[Exercise data — start]
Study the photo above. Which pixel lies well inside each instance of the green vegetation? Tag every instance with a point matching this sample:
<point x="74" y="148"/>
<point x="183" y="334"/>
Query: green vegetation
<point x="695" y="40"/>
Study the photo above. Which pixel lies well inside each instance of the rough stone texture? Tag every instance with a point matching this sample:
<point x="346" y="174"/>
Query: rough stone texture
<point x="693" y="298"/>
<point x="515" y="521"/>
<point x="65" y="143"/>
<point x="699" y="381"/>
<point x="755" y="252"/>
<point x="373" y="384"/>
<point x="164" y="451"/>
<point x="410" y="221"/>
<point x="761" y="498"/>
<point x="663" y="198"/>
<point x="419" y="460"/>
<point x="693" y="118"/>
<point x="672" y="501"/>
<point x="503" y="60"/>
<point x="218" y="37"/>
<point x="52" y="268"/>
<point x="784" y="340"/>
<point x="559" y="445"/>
[Exercise data — finish]
Task goal
All records must be repeated exactly, with none skipped.

Task output
Study the photo above. Which pixel lies well inside each instance of the green vegetation? Tag every instance with a point matching this sample:
<point x="74" y="148"/>
<point x="183" y="334"/>
Query: green vegetation
<point x="695" y="40"/>
Study the photo above. Which pixel lies well inside each instance of the rough stone texture? Tag every instance with a point matching this sample:
<point x="346" y="174"/>
Query: rough stone texture
<point x="693" y="298"/>
<point x="515" y="521"/>
<point x="65" y="143"/>
<point x="699" y="381"/>
<point x="755" y="252"/>
<point x="373" y="384"/>
<point x="164" y="451"/>
<point x="410" y="221"/>
<point x="761" y="498"/>
<point x="663" y="198"/>
<point x="419" y="460"/>
<point x="693" y="118"/>
<point x="672" y="501"/>
<point x="503" y="60"/>
<point x="218" y="37"/>
<point x="52" y="268"/>
<point x="784" y="340"/>
<point x="559" y="445"/>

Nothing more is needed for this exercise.